**** Reading text ****
Families with toddlers were recruited via social media and word of mouth. Parents completed an eligibility survey with the following criteria: toddler aged 18 to 34 months, gestation at least 37 weeks, no signs of hearing loss, no other medical diagnoses that would impact language development, learning American English as a first language, and lives in the United States. Additional inclusion criteria included access to a smartphone and Internet.

The planned sample size for this pilot study was 20 children in the mixed visit structure and approximately 60 children in the video chat structure. Data were initially collected from 77 participants. One child was excluded whose video was lost due to a technical error (at Timepoint 1, central to current analyses). We excluded 14 children whose samples were transcribed but did not reach the minimum level of 50 complete (not interrupted or abandoned) and intelligible utterances at all timepoints, as this is considered a minimum for clinical and research sample validity (Eisenberg, 2001; Heilmann et al., 2010). An SLP then reviewed these transcripts and confirmed that children were primarily in proto-word or babbling stages and used few real words. Furthermore, three children from the mixed visit structure group are included in between-group but not within-group analyses, as one child's Timepoint 4 video quality was unusable and two families were pilot participants in the mixed-visit structure who completed samples at Timepoints 1, 2, and 3 only.

Participants were diverse in terms of racial/ethnic background. Parents reported their child's race. The mixed visit structure group included 6.3% American Indian or Alaska Native; 25.0% Black/African American, 6.3% Native Hawaiian/Pacific Islander, and 62.5% Caucasian; 18.8% were Hispanic. The video chat group included 8.7% Asian, 8.7% Black/African American, 63.0% Caucasian, and 19.6% more than one race; 6.5% were Hispanic.

Procedure

Parent Intervention

The pilot parent intervention is not a focus of the current study but is described here given the multiple measures in the mixed visit group during intervention. Families were told that they would be assigned to one of two app versions, each of which sent reminders to the parent's smartphone 5 times per day. The study app provided parents with tips for rich quality and quantity of language interactions, customized to the child's age; the control app provided only generic reminders about quantity (e.g., “Remember to talk to Jaden!”). All families in the mixed visit structure were assigned to the study app; families in the video chat structure were pseudorandomized into the study or control app, matching for demographics. Families were not told whether their app was the study app or control app, but at the end of intervention, all families were invited to use or to continue using the study app if they wished.
**** Provided material ****
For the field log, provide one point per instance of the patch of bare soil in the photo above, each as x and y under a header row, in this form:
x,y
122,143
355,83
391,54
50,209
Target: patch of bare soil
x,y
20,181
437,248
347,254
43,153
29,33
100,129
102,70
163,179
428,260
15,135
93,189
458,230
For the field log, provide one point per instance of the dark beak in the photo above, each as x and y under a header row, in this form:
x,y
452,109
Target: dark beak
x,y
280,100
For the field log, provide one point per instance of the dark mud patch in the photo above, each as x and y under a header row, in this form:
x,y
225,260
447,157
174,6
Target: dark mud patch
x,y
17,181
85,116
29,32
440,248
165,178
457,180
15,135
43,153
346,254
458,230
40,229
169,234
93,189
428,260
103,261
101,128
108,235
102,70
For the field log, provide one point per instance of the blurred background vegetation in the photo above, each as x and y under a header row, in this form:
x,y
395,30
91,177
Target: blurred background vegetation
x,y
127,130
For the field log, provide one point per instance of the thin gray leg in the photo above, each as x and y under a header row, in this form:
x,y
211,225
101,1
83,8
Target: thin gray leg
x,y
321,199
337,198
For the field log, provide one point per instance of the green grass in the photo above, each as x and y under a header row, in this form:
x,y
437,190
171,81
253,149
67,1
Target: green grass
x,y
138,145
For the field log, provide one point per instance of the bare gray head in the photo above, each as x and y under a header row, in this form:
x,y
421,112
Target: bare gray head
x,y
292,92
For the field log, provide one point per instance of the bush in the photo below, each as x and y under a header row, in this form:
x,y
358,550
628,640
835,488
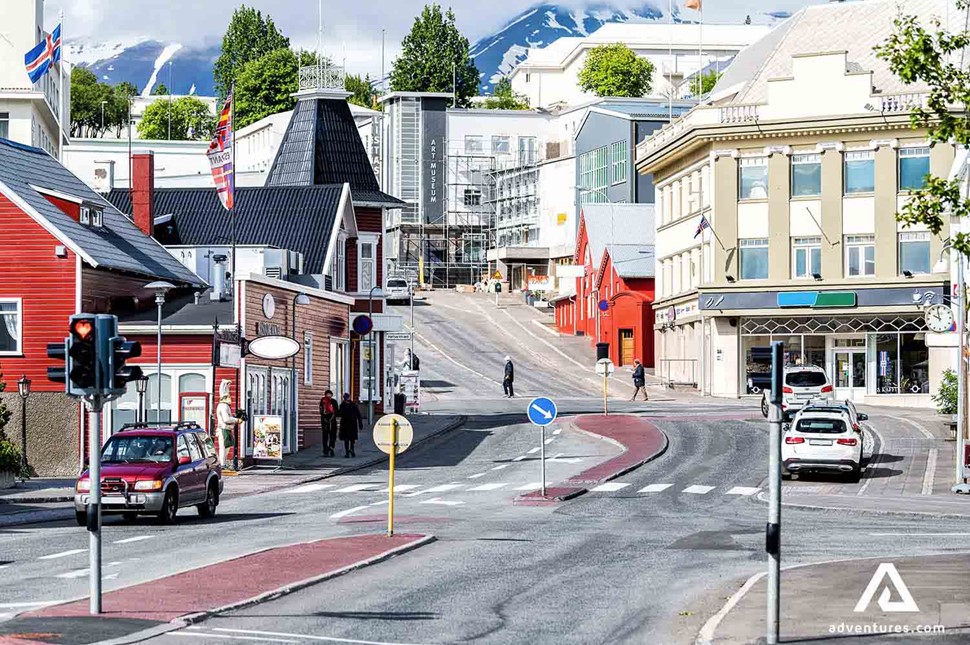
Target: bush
****
**Questions to answer:**
A: In the toddler language study text, rewrite the paragraph beginning "Families with toddlers were recruited" as a short list that keeps its recruitment method and every eligibility criterion.
B: According to the toddler language study text, how many times per day did each app version send reminders to the parent's smartphone?
C: Continue the toddler language study text from its last sentence, keeping its technical register.

**Task answers:**
A:
- Recruitment: social media and word of mouth
- Eligibility (parent survey):
  - toddler aged 18 to 34 months
  - gestation of at least 37 weeks
  - no signs of hearing loss
  - no other medical diagnoses that would affect language development
  - learning American English as a first language
  - living in the United States
- Additional requirement: access to a smartphone and the Internet

B: Five times per day.

C:
Language Sample Procedures

Unstructured play with the parent was used as the sampling context for both in-person and video chat language samples; parents were told to play with their child the way they normally would so that researchers could observe the child's language abilities. Examiners were instructed to collect at least 15 min of parent–child interaction and to collect 20 min or more if the child was not using much language.

In-person language samples were conducted in a sound-attenuated room in the laboratory equipped with two Panasonic PTZ HD video cameras and a Shure omnidirectional table microphone, and recorded to a single file using an Extron switcher. The toddler and parent sat at a table with a farm play set, pretend ice cream set, and/or blocks. The examiner sat in the corner of the room.

For video chat language samples, families used their own device such as a smartphone, tablet, or computer. They chose whether to use Skype, Google Hangouts, or FaceTime, which were popular software platforms that were IRB-approved for this study. (As this was a research study, HIPAA compliance was not required.) Families used their home Internet (ethernet or Wi-Fi) or cellular connection; the type and strength of the network connection varied and was not limited or set as an exclusionary criterion in order to mirror the real-world conditions of different families. The researcher recorded the interaction via screen capture in QuickTime Player software on a MacBook laptop that was connected to Wi-Fi with bandwidth of approximately 800–1,000 Mbps. In advance of the video chat session, suggestions for toys to use during the session were given to families and electronics were discouraged; however, families chose what toys worked best for them.

Language Sample Transcription, Analysis, and Reliability

All language samples were transcribed using Systematic Analysis of Language Transcripts (SALT) software (Miller & Iglesias, 2015) by trained undergraduate research assistants studying communication sciences and disorders and/or neuroscience and graduate research assistants studying clinical speech-language pathology. All research assistants were supervised by a certified SLP. All transcribers reached >80% accuracy on three consecutive practice samples before beginning transcriptions. Guidelines from the SALT manual were followed for C-unit segmentation and transcription conventions. A custom code was used for utterances that were unintelligible due to poor audio including background noise, noise from toys, noise from others in the room, and so forth. Utterances with nonlinguistic vocalizations (e.g., cries, grunts), proto-words, and/or babbling were assigned a separate code and excluded from the analyses.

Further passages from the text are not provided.